◆ AIM: Please change "green vegetation on slope" to "green plants on slope" in the records below and leave everything else untouched.

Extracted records
◆ ◆ ◆ ◆ ◆ ◆ ◆
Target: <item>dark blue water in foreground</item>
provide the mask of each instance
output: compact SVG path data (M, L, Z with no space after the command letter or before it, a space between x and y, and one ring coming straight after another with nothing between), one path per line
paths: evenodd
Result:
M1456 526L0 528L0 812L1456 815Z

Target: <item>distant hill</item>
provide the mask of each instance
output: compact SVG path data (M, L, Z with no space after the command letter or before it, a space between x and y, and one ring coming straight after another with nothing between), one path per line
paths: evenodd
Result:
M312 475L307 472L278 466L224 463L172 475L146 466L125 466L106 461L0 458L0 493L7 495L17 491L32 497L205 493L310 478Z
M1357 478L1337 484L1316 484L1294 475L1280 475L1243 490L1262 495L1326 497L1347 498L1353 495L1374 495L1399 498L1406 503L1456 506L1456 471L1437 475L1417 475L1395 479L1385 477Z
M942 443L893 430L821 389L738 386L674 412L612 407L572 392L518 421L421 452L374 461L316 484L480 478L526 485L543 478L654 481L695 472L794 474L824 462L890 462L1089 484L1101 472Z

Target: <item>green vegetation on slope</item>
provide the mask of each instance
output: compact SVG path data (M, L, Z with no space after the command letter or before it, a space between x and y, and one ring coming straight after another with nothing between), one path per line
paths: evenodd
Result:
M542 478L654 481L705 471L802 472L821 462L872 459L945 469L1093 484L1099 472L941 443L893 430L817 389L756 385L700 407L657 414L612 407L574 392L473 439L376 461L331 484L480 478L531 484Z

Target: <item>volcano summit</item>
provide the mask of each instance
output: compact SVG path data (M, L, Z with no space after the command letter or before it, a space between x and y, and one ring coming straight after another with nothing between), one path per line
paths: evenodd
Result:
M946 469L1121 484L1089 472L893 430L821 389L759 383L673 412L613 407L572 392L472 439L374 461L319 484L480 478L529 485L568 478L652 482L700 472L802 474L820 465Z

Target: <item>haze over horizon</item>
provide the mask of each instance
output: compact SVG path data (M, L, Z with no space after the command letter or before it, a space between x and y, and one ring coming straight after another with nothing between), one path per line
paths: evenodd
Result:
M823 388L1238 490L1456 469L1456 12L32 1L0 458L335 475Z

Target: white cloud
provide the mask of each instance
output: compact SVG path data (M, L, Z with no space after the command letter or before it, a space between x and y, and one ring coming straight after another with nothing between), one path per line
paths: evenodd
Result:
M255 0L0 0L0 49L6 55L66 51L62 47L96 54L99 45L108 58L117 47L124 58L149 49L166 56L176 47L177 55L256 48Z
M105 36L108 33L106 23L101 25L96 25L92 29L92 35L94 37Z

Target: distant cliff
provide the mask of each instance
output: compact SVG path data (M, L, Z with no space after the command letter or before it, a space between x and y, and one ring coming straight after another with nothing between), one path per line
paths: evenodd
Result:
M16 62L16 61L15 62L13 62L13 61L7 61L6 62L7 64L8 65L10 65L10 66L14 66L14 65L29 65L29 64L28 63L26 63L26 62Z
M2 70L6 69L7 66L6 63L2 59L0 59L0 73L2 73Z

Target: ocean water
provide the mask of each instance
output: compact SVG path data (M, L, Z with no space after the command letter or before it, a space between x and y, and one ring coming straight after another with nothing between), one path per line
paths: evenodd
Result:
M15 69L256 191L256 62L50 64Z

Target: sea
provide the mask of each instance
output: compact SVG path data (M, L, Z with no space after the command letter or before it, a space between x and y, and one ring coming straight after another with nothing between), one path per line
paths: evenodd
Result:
◆ ◆ ◆ ◆ ◆ ◆ ◆
◆ THE OUTPUT:
Target: <item>dark blue water in foreground</item>
provide the mask of each instance
output: compact SVG path data (M, L, Z with no space after the command letter or before it, a space between x and y, and one ring coming straight after another with nothing between), one path per line
paths: evenodd
Result:
M1456 526L0 528L0 812L1456 815Z

Target: <item>distant hill</item>
provide the mask of each instance
output: compact SVG path data (M, L, Z with no space after the command letter or before it, a space between x and y, and one ring coming straight after another with nothing between), one path per line
paths: evenodd
Result:
M312 475L307 472L278 466L224 463L172 475L146 466L125 466L106 461L0 458L0 493L7 495L17 491L32 497L205 493L310 478Z
M1357 478L1337 484L1316 484L1294 475L1280 475L1243 490L1262 495L1326 497L1347 498L1353 495L1374 495L1399 498L1406 503L1456 506L1456 471L1437 475L1417 475L1395 479L1385 477Z
M942 443L893 430L821 389L738 386L674 412L612 407L572 392L518 421L421 452L374 461L316 484L480 478L526 485L543 478L654 481L695 472L794 474L824 462L890 462L1089 484L1101 472Z

Target: <item>green plants on slope</item>
provide the mask of each instance
output: compact SVG path data (M, L, Z with no space after the command letter or before it, a space between x and y, and one ring coming straight after another with nothing between), one path per line
paths: evenodd
Result:
M542 478L654 481L705 471L802 472L821 462L872 459L945 469L1093 484L1099 472L941 443L893 430L817 389L756 385L700 407L657 414L612 407L574 392L473 439L376 461L331 484L480 478L531 484Z

Target: <item>volcano summit</item>
provide the mask of each instance
output: compact SVG path data (M, L, Z with no space after the command letter or before it, a space between x and y, and one ring coming straight after another with nothing between), one path per line
paths: evenodd
Result:
M946 469L1121 484L1089 472L893 430L821 389L759 383L673 412L613 407L572 392L472 439L374 461L319 484L480 478L529 485L568 478L652 482L700 472L802 474L820 465Z

Target: <item>haze over horizon</item>
provide the mask of each instance
output: compact SVG path data (M, L, Z with no space after the command letter or before it, a space between x and y, and one ring coming straight after another with nothing between), one path per line
paths: evenodd
Result:
M823 388L1238 490L1456 469L1456 12L32 1L0 458L335 475Z

Target: white cloud
provide the mask of each instance
output: compact SVG path data (M, L, Z with no space after the command letter or before it, a space between x and y, and one ring coming straight after another with nothing between), one path per line
paths: evenodd
Result:
M255 0L0 0L0 49L6 55L66 51L62 47L96 54L99 45L108 58L117 47L124 58L149 49L166 56L176 47L177 55L256 48Z
M105 36L108 33L106 23L101 25L96 25L92 29L92 35L94 37Z

Target: distant cliff
provide the mask of each instance
output: compact SVG path data (M, L, Z with no space after the command letter or before it, a space between x and y, and one ring coming straight after another with nothing between), one path per line
paths: evenodd
Result:
M16 62L16 61L15 62L13 62L13 61L7 61L6 62L7 64L8 65L10 65L10 66L14 66L14 65L29 65L29 64L28 63L26 63L26 62Z
M2 70L6 69L7 66L6 63L2 59L0 59L0 73L2 73Z

Target: ocean water
provide the mask of each instance
output: compact SVG path data (M, L, Z with no space after the command letter or before it, a space between x and y, and one ring coming straight after another with nothing between), one path per line
paths: evenodd
Result:
M15 69L256 191L256 62L50 64Z

Target: sea
provide the mask of each instance
output: compact SVG path data (M, L, Z with no space after the command letter or before it, a space between x and y, and one ring coming straight after another with nothing between), one path per line
paths: evenodd
Result:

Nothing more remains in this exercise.